PROBLEM DETAILS.
Give the entries from their start through the line containing "[1047, 212]" as a JSON list of strings, one string per line, with blank lines and pictures left out.

[Saved data entries]
--*--

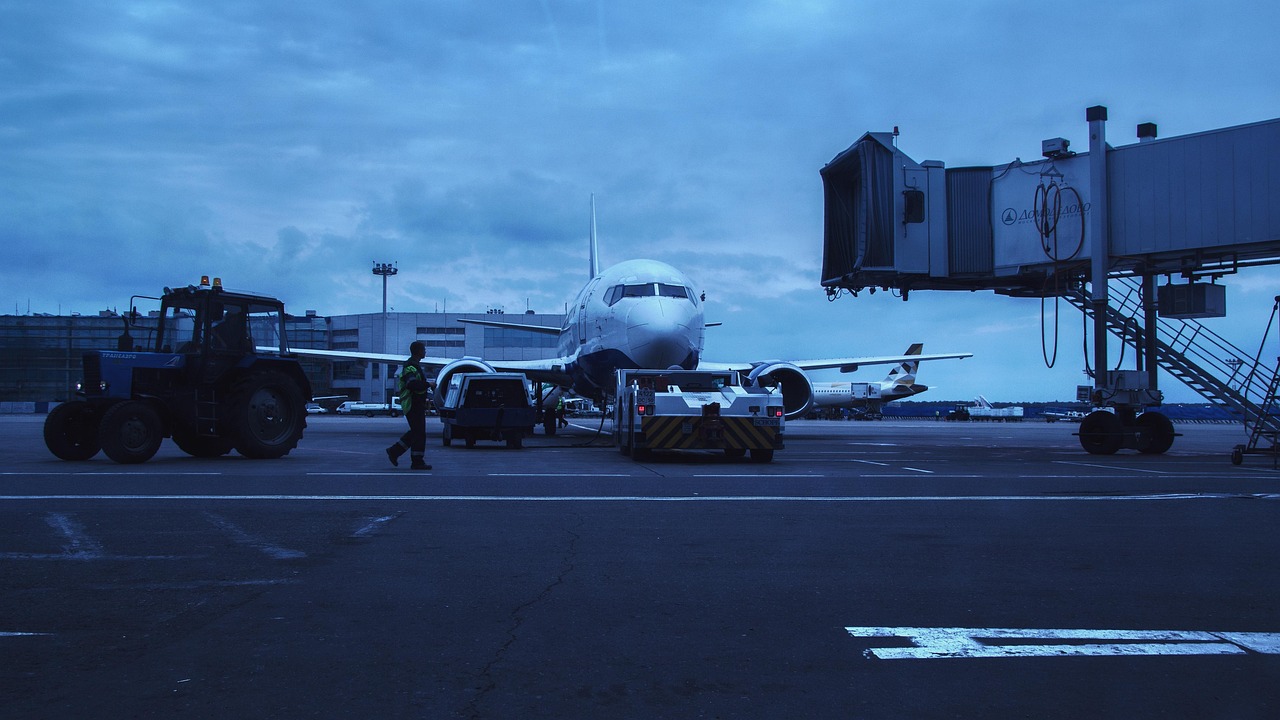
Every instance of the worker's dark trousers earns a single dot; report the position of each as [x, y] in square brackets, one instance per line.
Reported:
[415, 440]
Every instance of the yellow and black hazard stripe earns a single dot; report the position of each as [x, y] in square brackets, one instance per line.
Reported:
[693, 432]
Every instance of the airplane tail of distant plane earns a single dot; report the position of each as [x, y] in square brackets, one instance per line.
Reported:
[904, 373]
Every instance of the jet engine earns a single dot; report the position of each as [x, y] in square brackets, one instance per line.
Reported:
[795, 386]
[464, 365]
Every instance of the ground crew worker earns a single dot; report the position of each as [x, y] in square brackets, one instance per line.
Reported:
[412, 387]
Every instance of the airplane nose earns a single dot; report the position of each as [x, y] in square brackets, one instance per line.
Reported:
[661, 333]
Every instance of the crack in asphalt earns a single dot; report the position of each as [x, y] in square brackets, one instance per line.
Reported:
[487, 683]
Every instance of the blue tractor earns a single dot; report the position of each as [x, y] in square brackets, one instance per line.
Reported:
[213, 372]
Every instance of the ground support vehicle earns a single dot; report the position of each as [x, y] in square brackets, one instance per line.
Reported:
[213, 373]
[695, 410]
[370, 409]
[496, 406]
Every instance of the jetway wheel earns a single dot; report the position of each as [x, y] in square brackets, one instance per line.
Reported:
[1102, 433]
[1155, 433]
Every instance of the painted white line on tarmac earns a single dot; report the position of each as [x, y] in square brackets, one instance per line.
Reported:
[382, 474]
[560, 475]
[241, 537]
[1119, 469]
[80, 545]
[755, 475]
[374, 525]
[104, 473]
[1157, 497]
[949, 643]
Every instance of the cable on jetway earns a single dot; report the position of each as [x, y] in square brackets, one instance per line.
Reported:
[1047, 212]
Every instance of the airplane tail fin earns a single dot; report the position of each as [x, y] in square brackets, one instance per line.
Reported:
[592, 247]
[904, 374]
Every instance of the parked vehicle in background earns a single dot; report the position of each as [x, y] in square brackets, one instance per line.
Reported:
[497, 406]
[370, 409]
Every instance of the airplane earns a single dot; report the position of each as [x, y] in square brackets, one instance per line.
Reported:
[869, 397]
[636, 314]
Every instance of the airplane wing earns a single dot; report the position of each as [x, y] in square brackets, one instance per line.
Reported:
[845, 364]
[542, 329]
[549, 370]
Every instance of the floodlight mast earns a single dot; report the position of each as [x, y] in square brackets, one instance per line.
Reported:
[384, 270]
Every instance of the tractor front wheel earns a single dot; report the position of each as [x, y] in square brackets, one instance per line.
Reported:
[131, 432]
[71, 431]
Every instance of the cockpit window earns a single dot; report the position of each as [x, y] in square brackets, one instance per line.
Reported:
[645, 290]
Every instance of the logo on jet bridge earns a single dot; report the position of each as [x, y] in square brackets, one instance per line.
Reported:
[1011, 215]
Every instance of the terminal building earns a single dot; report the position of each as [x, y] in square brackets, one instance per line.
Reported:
[40, 355]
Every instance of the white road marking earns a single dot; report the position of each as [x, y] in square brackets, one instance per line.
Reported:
[78, 546]
[1116, 468]
[935, 643]
[1156, 497]
[383, 474]
[757, 475]
[241, 537]
[86, 473]
[374, 525]
[561, 475]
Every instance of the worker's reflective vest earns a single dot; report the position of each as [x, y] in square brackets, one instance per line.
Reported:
[408, 376]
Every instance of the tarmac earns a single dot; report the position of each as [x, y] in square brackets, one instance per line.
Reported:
[894, 569]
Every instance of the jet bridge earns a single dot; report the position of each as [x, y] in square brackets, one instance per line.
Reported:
[1198, 206]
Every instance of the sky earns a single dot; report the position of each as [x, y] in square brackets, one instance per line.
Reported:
[289, 146]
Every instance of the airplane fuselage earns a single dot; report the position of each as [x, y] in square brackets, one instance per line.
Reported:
[639, 314]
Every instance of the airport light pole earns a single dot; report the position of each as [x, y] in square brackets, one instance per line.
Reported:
[384, 270]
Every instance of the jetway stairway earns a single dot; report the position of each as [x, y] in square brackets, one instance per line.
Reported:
[1202, 360]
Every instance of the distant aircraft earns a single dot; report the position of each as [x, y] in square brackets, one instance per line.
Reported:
[1069, 415]
[638, 314]
[869, 397]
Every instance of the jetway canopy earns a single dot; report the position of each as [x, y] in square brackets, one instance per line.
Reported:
[1193, 204]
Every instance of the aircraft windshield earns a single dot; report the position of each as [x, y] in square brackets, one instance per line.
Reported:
[647, 290]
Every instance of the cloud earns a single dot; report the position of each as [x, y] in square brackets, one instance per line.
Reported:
[289, 146]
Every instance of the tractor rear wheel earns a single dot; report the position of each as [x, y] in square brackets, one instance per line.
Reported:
[131, 432]
[266, 415]
[71, 431]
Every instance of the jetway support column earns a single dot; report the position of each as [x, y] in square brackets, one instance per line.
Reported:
[1150, 319]
[1105, 432]
[1100, 245]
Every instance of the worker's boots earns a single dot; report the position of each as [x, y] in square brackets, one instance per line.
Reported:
[393, 454]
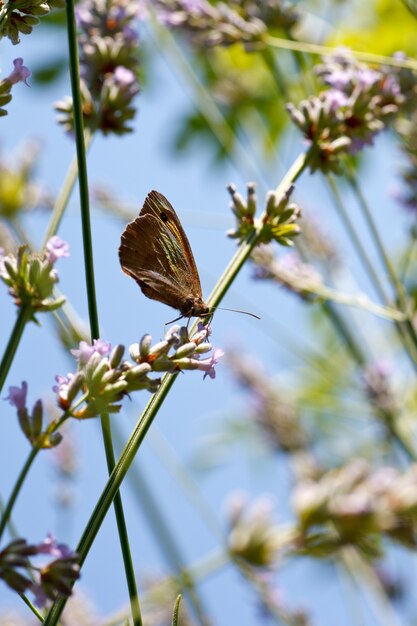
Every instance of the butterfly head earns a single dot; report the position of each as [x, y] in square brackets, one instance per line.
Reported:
[194, 306]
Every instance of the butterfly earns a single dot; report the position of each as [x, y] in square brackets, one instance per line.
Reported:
[155, 251]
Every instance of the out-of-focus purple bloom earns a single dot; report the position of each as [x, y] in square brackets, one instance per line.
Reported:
[57, 248]
[86, 350]
[207, 365]
[20, 73]
[40, 597]
[50, 546]
[123, 77]
[62, 383]
[17, 396]
[336, 99]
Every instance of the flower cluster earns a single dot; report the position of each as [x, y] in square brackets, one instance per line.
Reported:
[20, 16]
[278, 222]
[51, 581]
[406, 128]
[103, 378]
[18, 191]
[31, 423]
[288, 271]
[359, 103]
[355, 505]
[253, 537]
[20, 74]
[224, 24]
[272, 411]
[31, 277]
[377, 384]
[108, 65]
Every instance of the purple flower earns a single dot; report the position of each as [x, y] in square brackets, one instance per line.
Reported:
[124, 77]
[207, 365]
[17, 396]
[336, 99]
[57, 248]
[63, 382]
[50, 546]
[86, 350]
[20, 73]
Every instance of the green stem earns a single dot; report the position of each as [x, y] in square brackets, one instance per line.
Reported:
[399, 288]
[23, 317]
[62, 199]
[166, 541]
[91, 292]
[16, 489]
[207, 106]
[82, 169]
[361, 252]
[132, 446]
[121, 527]
[312, 48]
[373, 275]
[274, 70]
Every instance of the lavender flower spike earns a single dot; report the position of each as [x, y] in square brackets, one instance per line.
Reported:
[56, 248]
[17, 396]
[207, 365]
[86, 350]
[20, 73]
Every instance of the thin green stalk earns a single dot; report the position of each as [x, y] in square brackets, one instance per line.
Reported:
[23, 316]
[399, 288]
[23, 473]
[152, 408]
[82, 169]
[372, 273]
[361, 252]
[312, 48]
[33, 608]
[16, 489]
[91, 292]
[63, 197]
[121, 527]
[166, 541]
[207, 106]
[271, 63]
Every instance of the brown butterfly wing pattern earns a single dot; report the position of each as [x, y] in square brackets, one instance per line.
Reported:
[155, 252]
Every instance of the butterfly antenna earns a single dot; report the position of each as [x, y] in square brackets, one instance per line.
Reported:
[220, 308]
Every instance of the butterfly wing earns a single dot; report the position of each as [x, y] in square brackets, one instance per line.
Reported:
[157, 205]
[155, 252]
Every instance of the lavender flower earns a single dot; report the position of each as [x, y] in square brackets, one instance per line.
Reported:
[31, 423]
[360, 103]
[20, 74]
[252, 536]
[57, 248]
[288, 271]
[20, 17]
[17, 396]
[378, 387]
[278, 222]
[361, 503]
[51, 581]
[86, 351]
[103, 378]
[108, 65]
[269, 407]
[220, 24]
[31, 277]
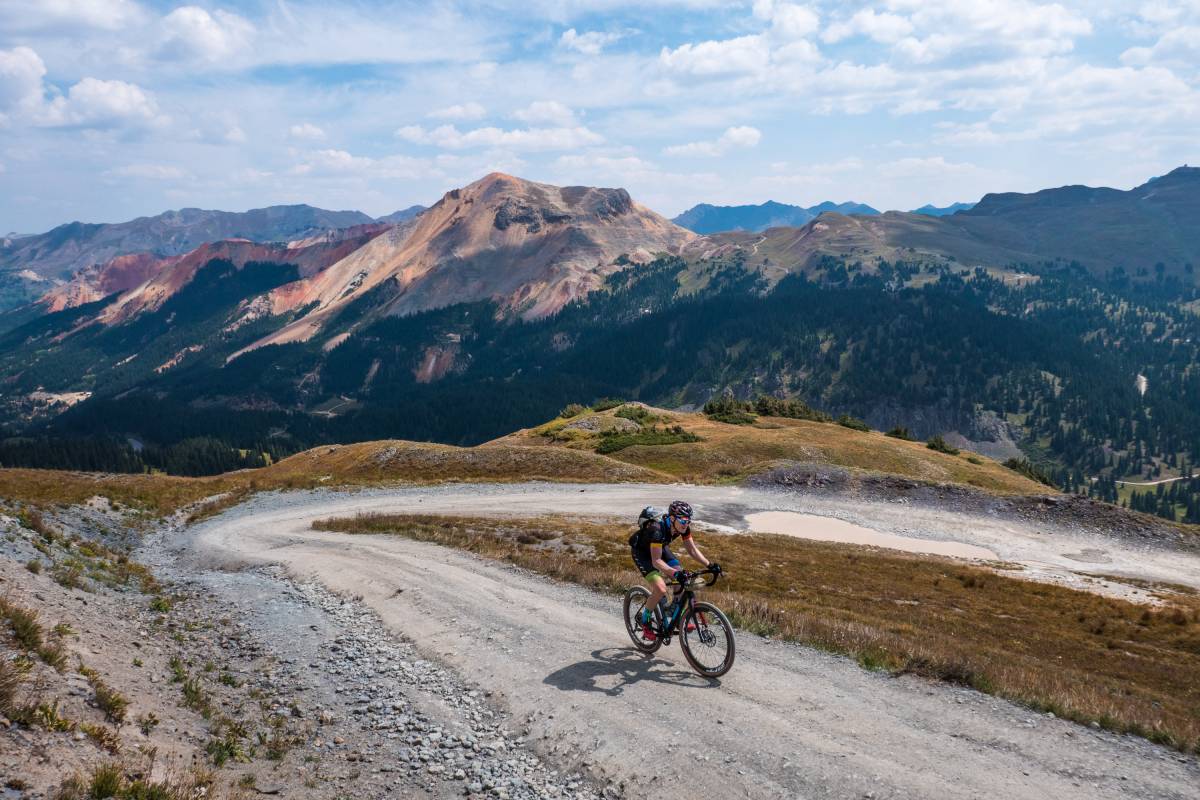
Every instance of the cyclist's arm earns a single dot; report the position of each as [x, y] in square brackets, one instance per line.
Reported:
[695, 551]
[657, 560]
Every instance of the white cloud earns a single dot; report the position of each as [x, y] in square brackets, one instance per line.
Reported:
[306, 131]
[736, 137]
[191, 31]
[588, 43]
[21, 82]
[151, 172]
[90, 102]
[450, 138]
[331, 162]
[547, 112]
[66, 14]
[460, 112]
[792, 20]
[731, 56]
[988, 29]
[341, 164]
[102, 104]
[1179, 47]
[882, 26]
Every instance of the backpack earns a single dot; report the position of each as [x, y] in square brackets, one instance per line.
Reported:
[649, 516]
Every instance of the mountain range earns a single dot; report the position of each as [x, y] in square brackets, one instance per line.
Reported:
[508, 299]
[707, 218]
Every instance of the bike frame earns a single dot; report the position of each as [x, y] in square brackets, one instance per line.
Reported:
[684, 594]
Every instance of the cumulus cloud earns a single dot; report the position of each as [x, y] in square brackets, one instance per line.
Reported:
[731, 56]
[550, 138]
[67, 14]
[102, 104]
[736, 137]
[546, 112]
[306, 131]
[192, 32]
[151, 172]
[91, 102]
[471, 110]
[1179, 47]
[882, 26]
[342, 164]
[588, 43]
[988, 29]
[21, 83]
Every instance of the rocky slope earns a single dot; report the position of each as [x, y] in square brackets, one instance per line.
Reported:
[30, 265]
[707, 218]
[532, 247]
[1102, 228]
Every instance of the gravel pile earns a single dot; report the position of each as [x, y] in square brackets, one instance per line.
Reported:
[417, 720]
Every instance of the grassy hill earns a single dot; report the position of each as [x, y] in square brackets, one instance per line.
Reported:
[643, 449]
[724, 452]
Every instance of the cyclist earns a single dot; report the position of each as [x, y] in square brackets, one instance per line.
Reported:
[653, 557]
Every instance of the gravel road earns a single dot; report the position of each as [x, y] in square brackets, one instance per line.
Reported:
[787, 721]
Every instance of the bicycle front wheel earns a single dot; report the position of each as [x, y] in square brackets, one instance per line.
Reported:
[707, 639]
[634, 603]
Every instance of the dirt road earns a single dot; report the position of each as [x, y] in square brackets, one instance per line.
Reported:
[786, 722]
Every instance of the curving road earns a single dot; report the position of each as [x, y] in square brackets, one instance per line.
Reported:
[787, 721]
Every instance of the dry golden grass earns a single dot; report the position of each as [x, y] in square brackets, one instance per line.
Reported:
[1084, 656]
[369, 463]
[731, 452]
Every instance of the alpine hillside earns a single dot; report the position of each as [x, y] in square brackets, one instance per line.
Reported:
[508, 300]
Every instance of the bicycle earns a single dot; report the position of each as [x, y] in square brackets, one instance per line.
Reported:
[705, 631]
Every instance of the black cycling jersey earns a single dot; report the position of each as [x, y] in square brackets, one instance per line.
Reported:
[660, 531]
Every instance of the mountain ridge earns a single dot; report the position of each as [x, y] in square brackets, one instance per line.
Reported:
[707, 218]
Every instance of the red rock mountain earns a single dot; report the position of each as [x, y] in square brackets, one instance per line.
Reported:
[532, 247]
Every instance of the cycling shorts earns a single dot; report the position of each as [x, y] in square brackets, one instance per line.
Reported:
[646, 566]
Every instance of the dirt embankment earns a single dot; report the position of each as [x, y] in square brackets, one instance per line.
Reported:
[226, 685]
[787, 721]
[1057, 510]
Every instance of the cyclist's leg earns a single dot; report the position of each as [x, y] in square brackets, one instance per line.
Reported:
[659, 595]
[657, 585]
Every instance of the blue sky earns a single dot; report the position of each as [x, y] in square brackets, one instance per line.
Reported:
[117, 108]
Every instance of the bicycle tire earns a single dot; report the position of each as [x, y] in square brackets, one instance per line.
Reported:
[723, 627]
[635, 600]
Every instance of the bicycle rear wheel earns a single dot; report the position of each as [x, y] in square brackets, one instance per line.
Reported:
[634, 603]
[709, 648]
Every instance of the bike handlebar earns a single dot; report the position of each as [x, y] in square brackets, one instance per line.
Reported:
[699, 573]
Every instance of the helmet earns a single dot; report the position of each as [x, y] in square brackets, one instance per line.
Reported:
[649, 513]
[679, 509]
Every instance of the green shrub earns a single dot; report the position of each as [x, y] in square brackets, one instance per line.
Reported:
[571, 409]
[792, 409]
[613, 441]
[1029, 470]
[635, 414]
[852, 422]
[730, 410]
[939, 444]
[23, 623]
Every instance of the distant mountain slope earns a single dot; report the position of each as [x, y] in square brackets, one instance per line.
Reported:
[76, 245]
[943, 211]
[1102, 228]
[529, 247]
[403, 215]
[707, 218]
[29, 265]
[1099, 228]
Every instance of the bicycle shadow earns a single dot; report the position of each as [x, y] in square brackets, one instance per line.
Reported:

--*--

RIGHT ANSWER.
[
  "Every instance of the worker's dark trousers earns a single dot; report the position of each as [x, y] in square brackets, one instance per line.",
  "Reported:",
  "[415, 440]",
  "Every instance of the yellow and black hazard stripe earns a single dot; report the position of each as [x, y] in square brackets, one instance per line.",
  "Reported:",
  "[693, 432]",
  "Every instance of the airplane tail of distant plane earns a single dot; report the position of each as [x, y] in square brackets, one instance per line.",
  "Reported:",
  "[904, 373]",
  "Every instance of the jet engine earns a single dot; report the position of each as [x, y] in square brackets, one instance per line.",
  "Reported:",
  "[795, 386]",
  "[464, 365]",
  "Every instance of the ground crew worker earns a single dot; report the position of each as [x, y] in square brackets, one instance per line.",
  "Reported:",
  "[412, 387]",
  "Every instance of the airplane nose earns a single dot; report the position of each as [x, y] in square brackets, one instance per line.",
  "Reported:",
  "[661, 333]",
  "Every instance of the crack in asphalt earns a single dot; report the position of each as [x, y] in square brackets, one instance per line.",
  "Reported:",
  "[487, 683]",
  "Every instance of the blue tractor earns a single dot; report the position of each as [x, y] in square brackets, one instance per line.",
  "Reported:",
  "[213, 372]",
  "Every instance of the ground support vehicle earns a single dot; report the position of each as [x, y] in square brackets, one instance per line.",
  "Reported:",
  "[213, 373]",
  "[695, 410]",
  "[370, 409]",
  "[496, 406]",
  "Every instance of the jetway wheel earns a single dot; report the position of each as [x, y] in square brackets, one instance per line.",
  "Reported:",
  "[1102, 433]",
  "[1155, 433]",
  "Every instance of the painted white line on tarmac earns a single dot; report the position of each as [x, y] in square brackets, one instance per line.",
  "Reported:",
  "[382, 474]",
  "[560, 475]",
  "[241, 537]",
  "[1119, 469]",
  "[80, 545]",
  "[755, 475]",
  "[374, 525]",
  "[104, 473]",
  "[1157, 497]",
  "[949, 643]",
  "Every instance of the cable on jetway earns a single dot; report the position of each as [x, y] in square brackets, one instance per line.",
  "Reported:",
  "[1047, 212]"
]